Extracted material ::
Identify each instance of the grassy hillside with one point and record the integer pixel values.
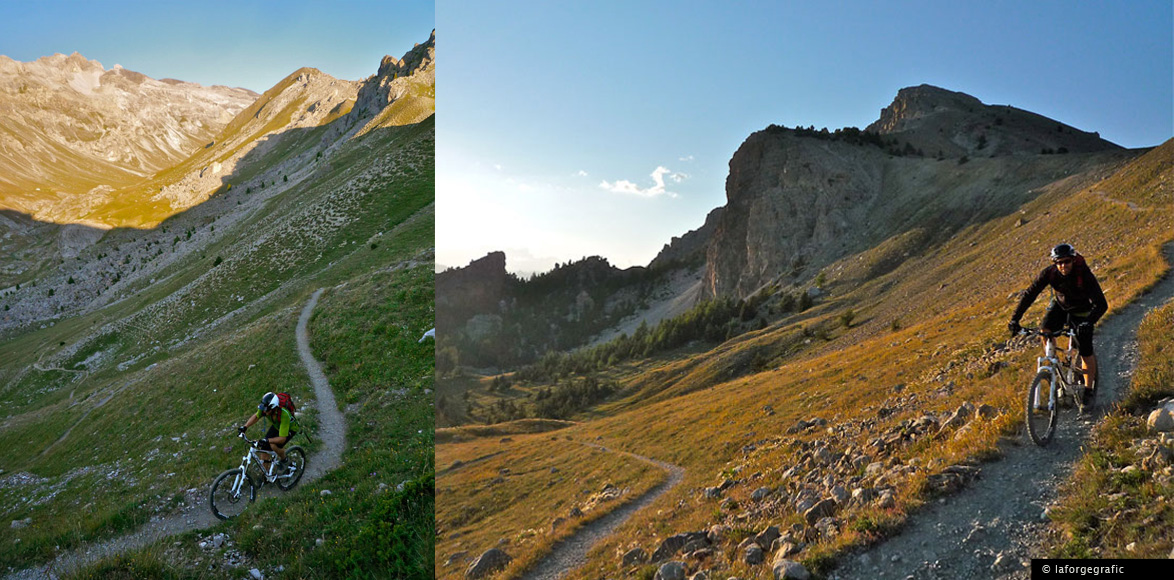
(127, 411)
(924, 336)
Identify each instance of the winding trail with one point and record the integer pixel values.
(993, 527)
(572, 551)
(331, 431)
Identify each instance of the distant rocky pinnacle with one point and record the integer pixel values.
(797, 200)
(395, 76)
(940, 122)
(68, 125)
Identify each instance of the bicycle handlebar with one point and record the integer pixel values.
(1050, 334)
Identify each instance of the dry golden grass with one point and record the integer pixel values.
(511, 490)
(928, 336)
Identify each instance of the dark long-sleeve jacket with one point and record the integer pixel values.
(1075, 292)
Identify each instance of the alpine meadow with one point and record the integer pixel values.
(170, 254)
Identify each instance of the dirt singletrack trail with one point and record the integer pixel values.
(572, 552)
(996, 526)
(331, 431)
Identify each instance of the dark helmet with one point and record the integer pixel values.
(1064, 251)
(269, 402)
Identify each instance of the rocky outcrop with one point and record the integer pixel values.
(689, 248)
(944, 122)
(478, 288)
(791, 202)
(71, 126)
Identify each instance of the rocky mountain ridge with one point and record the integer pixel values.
(946, 123)
(797, 200)
(69, 127)
(288, 136)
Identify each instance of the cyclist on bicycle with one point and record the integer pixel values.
(1077, 299)
(281, 429)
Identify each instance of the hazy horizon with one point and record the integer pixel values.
(607, 129)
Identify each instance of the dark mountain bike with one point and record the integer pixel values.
(1057, 382)
(234, 490)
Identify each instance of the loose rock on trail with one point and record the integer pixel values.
(572, 551)
(997, 525)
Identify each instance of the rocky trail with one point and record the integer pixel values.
(997, 525)
(572, 552)
(196, 516)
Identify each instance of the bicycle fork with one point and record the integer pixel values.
(1047, 363)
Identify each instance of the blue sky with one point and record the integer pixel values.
(240, 44)
(557, 120)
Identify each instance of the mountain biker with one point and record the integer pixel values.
(281, 429)
(1077, 298)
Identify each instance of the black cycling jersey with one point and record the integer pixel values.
(1075, 292)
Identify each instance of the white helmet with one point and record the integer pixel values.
(269, 402)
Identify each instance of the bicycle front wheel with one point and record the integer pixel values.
(231, 492)
(1041, 411)
(296, 459)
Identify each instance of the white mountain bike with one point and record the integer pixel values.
(1057, 382)
(234, 490)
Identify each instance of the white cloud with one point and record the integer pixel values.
(658, 189)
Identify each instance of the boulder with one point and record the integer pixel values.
(767, 538)
(1161, 420)
(789, 570)
(488, 562)
(634, 557)
(822, 510)
(673, 544)
(670, 571)
(717, 533)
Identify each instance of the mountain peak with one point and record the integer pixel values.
(946, 123)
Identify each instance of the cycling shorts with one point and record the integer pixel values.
(1054, 319)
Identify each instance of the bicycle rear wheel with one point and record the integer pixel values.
(231, 492)
(296, 459)
(1040, 422)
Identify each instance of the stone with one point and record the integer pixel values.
(717, 533)
(670, 571)
(767, 538)
(1160, 420)
(488, 562)
(839, 494)
(787, 550)
(635, 557)
(673, 544)
(822, 510)
(789, 570)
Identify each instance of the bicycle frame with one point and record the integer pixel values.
(254, 456)
(1051, 364)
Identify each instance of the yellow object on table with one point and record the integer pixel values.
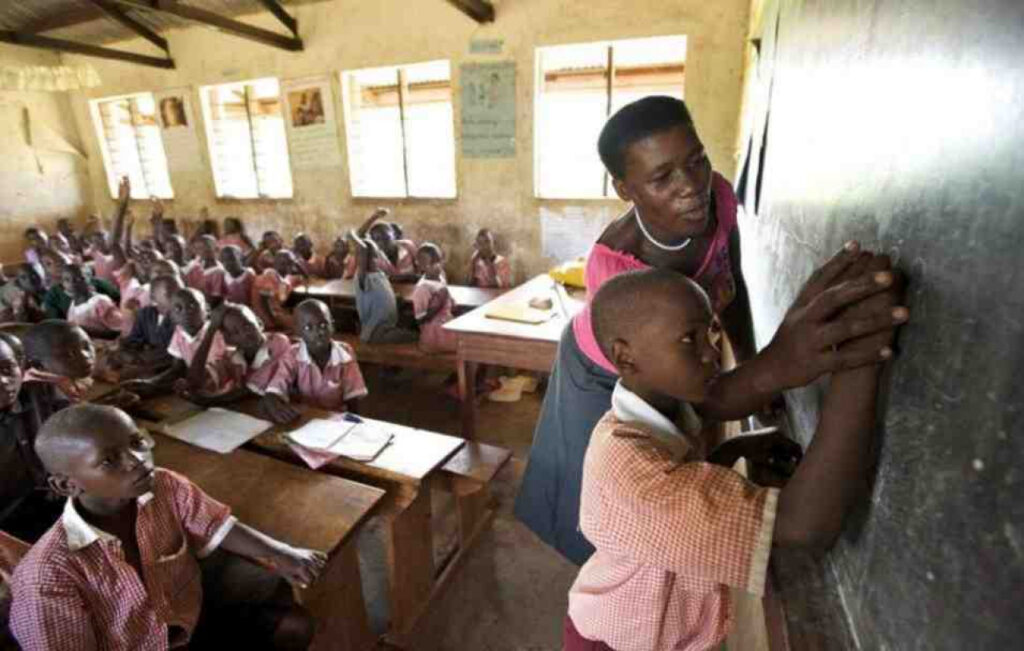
(570, 273)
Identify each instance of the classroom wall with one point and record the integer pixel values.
(40, 178)
(902, 125)
(351, 34)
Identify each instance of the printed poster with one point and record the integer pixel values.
(312, 129)
(487, 110)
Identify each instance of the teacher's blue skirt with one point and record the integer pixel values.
(579, 394)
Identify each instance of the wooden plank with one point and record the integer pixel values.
(115, 13)
(479, 10)
(60, 45)
(219, 23)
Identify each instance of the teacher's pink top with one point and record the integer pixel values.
(715, 274)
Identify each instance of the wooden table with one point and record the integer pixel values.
(342, 293)
(406, 469)
(491, 341)
(301, 508)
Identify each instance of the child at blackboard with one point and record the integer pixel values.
(486, 267)
(675, 528)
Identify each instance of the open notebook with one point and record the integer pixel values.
(356, 440)
(216, 429)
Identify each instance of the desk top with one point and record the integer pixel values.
(464, 297)
(412, 454)
(477, 321)
(301, 508)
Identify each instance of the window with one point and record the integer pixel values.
(131, 145)
(578, 88)
(400, 130)
(245, 126)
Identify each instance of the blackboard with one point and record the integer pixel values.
(901, 124)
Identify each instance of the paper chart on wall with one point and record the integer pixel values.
(312, 129)
(177, 128)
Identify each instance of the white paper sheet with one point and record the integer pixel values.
(218, 430)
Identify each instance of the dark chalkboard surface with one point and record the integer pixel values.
(901, 124)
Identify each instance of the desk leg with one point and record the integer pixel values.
(467, 389)
(336, 601)
(412, 559)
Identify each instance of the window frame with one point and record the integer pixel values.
(609, 73)
(209, 126)
(113, 178)
(401, 89)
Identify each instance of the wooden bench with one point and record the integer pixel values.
(402, 355)
(298, 507)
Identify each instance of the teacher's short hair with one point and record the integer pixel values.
(635, 122)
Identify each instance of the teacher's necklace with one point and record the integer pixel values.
(650, 239)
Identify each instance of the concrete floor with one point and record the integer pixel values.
(510, 593)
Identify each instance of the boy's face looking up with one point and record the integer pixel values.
(10, 376)
(668, 176)
(110, 460)
(72, 355)
(188, 310)
(230, 257)
(243, 330)
(674, 350)
(314, 326)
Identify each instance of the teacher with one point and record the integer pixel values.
(683, 218)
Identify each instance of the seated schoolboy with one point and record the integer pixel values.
(238, 277)
(120, 570)
(486, 267)
(235, 235)
(144, 349)
(397, 261)
(676, 528)
(432, 305)
(305, 255)
(272, 288)
(94, 312)
(255, 365)
(375, 300)
(190, 316)
(205, 272)
(340, 263)
(262, 258)
(26, 510)
(323, 372)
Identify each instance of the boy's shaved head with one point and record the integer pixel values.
(629, 303)
(62, 436)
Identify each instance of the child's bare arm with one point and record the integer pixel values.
(805, 346)
(300, 567)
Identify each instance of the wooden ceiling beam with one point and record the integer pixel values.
(116, 13)
(479, 10)
(60, 45)
(217, 22)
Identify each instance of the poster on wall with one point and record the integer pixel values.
(487, 110)
(177, 126)
(312, 130)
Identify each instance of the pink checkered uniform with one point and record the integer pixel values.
(673, 535)
(75, 590)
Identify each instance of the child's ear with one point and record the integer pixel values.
(622, 357)
(64, 485)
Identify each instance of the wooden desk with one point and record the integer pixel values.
(290, 504)
(342, 293)
(491, 341)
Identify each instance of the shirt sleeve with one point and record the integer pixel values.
(48, 612)
(696, 519)
(205, 520)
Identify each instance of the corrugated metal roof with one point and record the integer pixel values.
(20, 15)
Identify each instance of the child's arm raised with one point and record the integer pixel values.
(806, 345)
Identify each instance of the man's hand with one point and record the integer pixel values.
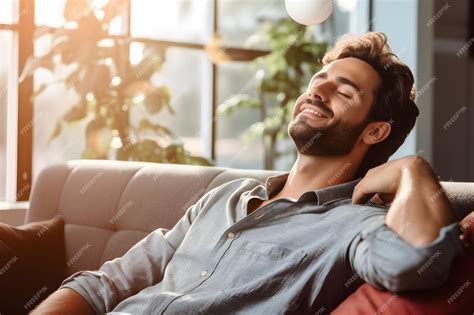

Given request ::
Please give back only the stretch of the material from the line containing "Identify each instance of the rocky trail" through the line containing "(1077, 298)", with "blue sky" swapped for "clear sky" and nothing else changed.

Answer ::
Identify each instance of the rocky trail with one point and record the integer pixel values.
(997, 525)
(572, 552)
(196, 516)
Identify each instance of the bicycle fork with one point and record the integer pixel values.
(1047, 363)
Identify each instance of the clear sky with one point and record the integer pixel values.
(240, 44)
(557, 120)
Identify each instance of the mountain biker with one point and record the integer pixel values.
(281, 429)
(1077, 298)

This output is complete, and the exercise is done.